### What to work on
Go through the entries below and copy each line that holds the word "then".

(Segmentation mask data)
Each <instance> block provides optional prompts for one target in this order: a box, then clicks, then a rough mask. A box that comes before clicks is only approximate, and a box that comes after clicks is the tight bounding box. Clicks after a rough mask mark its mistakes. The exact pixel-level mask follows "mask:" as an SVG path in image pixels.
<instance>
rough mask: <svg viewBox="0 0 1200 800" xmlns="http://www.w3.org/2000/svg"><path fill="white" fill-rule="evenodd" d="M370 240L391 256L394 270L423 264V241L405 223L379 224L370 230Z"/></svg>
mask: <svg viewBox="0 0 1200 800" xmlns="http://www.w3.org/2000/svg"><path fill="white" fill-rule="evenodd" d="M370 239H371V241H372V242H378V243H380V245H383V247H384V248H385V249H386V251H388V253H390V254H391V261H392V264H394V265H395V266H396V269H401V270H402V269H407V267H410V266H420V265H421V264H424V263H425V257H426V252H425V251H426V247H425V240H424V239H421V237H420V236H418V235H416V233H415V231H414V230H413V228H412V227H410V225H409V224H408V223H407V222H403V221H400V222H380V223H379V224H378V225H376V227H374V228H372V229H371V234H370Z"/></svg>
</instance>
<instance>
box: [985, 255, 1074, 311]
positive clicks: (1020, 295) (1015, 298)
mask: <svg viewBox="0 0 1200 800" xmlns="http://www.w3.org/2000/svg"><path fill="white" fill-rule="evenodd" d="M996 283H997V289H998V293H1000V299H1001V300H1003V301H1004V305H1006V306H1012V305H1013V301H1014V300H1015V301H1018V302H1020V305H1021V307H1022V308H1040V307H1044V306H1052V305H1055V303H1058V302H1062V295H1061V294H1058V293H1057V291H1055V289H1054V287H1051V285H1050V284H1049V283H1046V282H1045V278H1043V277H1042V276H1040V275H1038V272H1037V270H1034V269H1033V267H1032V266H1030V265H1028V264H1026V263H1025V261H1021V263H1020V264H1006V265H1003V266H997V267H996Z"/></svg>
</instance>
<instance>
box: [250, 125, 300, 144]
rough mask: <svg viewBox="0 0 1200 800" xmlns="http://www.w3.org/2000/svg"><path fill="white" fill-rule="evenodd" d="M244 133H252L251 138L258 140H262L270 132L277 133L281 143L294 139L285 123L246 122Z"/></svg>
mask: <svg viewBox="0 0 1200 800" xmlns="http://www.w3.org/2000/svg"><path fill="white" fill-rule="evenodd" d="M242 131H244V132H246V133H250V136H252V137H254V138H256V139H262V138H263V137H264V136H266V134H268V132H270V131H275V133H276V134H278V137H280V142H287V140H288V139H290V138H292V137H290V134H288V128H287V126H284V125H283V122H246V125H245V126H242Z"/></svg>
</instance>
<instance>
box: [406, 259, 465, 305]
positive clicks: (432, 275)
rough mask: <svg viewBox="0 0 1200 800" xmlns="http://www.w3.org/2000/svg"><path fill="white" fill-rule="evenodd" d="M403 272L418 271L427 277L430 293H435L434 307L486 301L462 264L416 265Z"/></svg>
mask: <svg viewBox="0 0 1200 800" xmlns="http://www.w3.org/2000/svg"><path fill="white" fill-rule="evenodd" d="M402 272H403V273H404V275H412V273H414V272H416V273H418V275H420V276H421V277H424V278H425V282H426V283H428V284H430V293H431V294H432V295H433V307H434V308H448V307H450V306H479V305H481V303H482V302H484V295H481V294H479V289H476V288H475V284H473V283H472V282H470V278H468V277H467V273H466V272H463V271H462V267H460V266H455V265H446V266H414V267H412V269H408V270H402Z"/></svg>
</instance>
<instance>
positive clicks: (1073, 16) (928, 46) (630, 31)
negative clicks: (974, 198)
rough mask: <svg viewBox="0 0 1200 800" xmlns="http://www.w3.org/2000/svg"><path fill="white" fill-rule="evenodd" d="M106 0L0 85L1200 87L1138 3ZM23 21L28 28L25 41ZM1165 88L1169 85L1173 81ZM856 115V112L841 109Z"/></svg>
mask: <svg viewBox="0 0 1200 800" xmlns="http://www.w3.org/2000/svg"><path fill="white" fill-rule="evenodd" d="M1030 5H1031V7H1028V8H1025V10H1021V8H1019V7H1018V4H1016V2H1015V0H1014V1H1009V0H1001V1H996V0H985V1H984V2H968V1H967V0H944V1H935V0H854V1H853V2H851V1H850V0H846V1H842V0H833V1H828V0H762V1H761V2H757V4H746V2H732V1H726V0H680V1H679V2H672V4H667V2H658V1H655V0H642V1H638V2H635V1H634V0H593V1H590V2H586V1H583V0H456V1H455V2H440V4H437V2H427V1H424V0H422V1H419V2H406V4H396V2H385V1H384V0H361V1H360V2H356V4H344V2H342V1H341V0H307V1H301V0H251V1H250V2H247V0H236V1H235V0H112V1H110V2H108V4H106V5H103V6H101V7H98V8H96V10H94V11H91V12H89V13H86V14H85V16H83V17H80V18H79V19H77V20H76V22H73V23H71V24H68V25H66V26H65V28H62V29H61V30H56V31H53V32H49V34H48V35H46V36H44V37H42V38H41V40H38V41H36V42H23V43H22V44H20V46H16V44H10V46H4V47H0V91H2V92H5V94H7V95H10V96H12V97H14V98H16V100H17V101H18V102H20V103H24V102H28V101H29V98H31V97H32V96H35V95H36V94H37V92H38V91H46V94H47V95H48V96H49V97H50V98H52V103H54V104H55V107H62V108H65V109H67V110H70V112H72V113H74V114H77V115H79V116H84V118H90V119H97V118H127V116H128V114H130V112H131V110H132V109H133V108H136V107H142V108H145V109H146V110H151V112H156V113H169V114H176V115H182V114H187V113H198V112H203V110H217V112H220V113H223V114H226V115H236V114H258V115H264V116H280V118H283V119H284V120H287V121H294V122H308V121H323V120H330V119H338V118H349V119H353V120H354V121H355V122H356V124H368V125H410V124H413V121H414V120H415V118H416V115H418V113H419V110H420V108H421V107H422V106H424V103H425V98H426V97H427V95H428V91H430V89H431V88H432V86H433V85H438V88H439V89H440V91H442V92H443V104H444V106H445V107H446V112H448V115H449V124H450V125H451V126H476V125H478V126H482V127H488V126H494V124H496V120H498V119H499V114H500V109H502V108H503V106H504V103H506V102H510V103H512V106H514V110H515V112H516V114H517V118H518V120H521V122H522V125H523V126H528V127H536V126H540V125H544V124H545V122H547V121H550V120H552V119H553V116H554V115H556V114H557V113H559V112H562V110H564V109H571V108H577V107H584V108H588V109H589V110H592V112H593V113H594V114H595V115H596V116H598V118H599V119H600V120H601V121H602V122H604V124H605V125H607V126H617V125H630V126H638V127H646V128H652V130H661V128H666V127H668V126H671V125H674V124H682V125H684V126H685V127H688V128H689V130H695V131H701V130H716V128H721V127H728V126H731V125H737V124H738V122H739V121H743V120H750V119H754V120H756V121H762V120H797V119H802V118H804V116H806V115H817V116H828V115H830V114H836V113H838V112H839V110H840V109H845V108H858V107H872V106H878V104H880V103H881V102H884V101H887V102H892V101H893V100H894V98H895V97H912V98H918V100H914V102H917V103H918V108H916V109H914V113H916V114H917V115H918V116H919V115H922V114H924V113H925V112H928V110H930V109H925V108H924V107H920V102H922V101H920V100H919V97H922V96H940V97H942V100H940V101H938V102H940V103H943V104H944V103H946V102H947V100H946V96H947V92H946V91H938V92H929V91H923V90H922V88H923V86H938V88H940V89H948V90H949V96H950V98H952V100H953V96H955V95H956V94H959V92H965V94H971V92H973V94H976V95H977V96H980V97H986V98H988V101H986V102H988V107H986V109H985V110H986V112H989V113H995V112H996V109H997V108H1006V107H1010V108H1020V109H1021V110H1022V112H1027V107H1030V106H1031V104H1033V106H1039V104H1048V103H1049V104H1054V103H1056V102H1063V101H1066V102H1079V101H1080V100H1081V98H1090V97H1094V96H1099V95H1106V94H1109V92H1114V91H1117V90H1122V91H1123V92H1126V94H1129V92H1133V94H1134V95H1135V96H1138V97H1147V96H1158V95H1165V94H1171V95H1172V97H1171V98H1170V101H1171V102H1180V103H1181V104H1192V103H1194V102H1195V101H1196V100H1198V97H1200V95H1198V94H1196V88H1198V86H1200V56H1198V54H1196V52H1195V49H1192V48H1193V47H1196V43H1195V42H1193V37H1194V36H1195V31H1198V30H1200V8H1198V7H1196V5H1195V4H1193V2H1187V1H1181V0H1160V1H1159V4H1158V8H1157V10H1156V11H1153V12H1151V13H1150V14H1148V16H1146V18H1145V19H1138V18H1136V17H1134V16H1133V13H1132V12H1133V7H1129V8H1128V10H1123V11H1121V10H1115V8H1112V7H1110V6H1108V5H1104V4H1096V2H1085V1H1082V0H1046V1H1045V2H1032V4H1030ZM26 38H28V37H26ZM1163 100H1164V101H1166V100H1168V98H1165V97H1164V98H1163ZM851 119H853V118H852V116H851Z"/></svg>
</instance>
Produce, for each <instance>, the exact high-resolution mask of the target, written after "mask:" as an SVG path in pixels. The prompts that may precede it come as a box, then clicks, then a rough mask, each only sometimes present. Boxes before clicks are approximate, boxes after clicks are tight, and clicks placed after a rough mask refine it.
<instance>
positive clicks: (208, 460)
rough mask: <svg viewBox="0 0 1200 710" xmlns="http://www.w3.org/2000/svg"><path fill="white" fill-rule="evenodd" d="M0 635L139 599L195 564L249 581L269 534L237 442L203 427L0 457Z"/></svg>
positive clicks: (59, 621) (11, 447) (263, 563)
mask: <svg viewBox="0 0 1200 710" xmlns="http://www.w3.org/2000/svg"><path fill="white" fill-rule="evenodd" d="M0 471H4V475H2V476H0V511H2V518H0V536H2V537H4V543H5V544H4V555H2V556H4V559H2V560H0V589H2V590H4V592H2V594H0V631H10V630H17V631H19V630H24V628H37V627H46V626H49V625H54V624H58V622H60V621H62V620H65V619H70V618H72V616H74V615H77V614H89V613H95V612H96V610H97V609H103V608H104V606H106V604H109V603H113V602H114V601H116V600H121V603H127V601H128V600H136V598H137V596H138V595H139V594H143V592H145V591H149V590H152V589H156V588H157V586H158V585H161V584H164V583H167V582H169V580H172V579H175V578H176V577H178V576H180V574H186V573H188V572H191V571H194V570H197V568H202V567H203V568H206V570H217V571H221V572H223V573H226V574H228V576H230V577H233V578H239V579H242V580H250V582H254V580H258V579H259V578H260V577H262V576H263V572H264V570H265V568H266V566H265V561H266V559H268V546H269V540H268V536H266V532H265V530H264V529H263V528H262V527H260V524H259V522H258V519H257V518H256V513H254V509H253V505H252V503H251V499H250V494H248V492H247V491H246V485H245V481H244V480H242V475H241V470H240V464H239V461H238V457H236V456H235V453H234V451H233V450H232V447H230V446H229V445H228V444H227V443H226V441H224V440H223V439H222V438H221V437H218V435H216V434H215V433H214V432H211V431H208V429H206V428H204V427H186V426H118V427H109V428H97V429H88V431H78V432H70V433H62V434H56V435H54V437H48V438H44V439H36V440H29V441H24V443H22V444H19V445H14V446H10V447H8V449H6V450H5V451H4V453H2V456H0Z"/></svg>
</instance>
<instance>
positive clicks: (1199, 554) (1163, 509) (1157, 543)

### Answer space
Each <instance> block provides optional prompts for one target in this order: a box, then clicks, then a rough mask. A box that comes before clicks is only approximate, and a box that comes after clicks is the tight bounding box. Clicks after a rough mask mark its mistakes. The exact pixel-level mask follows "mask:" as an SVG path in image pixels.
Produce, for each <instance>, the exact high-resolution mask of the target, written after "mask:" as an SVG path in pixels. The prompts that may precede it come as a box, then clicks, then a rough mask, each only sometimes present. Boxes before clicks are approximate, boxes after clicks are tight, and clicks placed after a rough mask refine it.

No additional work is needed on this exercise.